## Задание
Верните без изменений фрагмент текста о церковной дисциплине от слов «4)      Было бы несправедливо» до слов «своих собственных требований?».

## Текст для чтения
= = = = = = =
4)      Было бы несправедливо применять требование дисциплины к простецам и младенцам по вере и жизни, оставляя возрастных, живущих в бойких и культурных центрах. Эти требования должны быть предъявлены, как ко всем миссионерам (речь самарского миссионера о. Иванова), так и ко всему обществу, в среде которого живут язычники и где, следовательно, миссия имеет свои точки приложения.

Общества культурных центров должны дать образец исполнения требований церковной дисциплины. (Сообщение Н. П. Остроумова и тифлисского миссионера Платонова).

В сём деле странно требовать добрых и благочестивых нравов и дисциплины от простецов и не требовать того же от людей культуры. Возьмём обычную семью. Увлечёт ли требование известных правил жизни сына, если отец не даст собой примера исполнения своих собственных требований?
= = = = = = =
## Собранные данные
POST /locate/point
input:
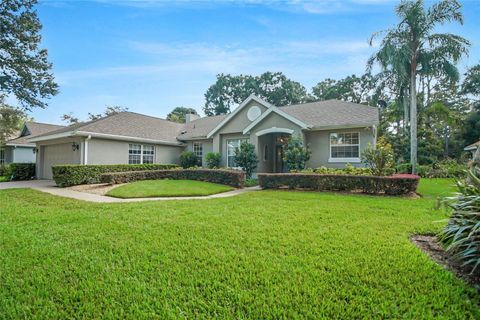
= = = = = = =
## Ответ к заданию
4)      Было бы несправедливо применять требование дисциплины к простецам и младенцам по вере и жизни, оставляя возрастных, живущих в бойких и культурных центрах. Эти требования должны быть предъявлены, как ко всем миссионерам (речь самарского миссионера о. Иванова), так и ко всему обществу, в среде которого живут язычники и где, следовательно, миссия имеет свои точки приложения.

Общества культурных центров должны дать образец исполнения требований церковной дисциплины. (Сообщение Н. П. Остроумова и тифлисского миссионера Платонова).

В сём деле странно требовать добрых и благочестивых нравов и дисциплины от простецов и не требовать того же от людей культуры. Возьмём обычную семью. Увлечёт ли требование известных правил жизни сына, если отец не даст собой примера исполнения своих собственных требований?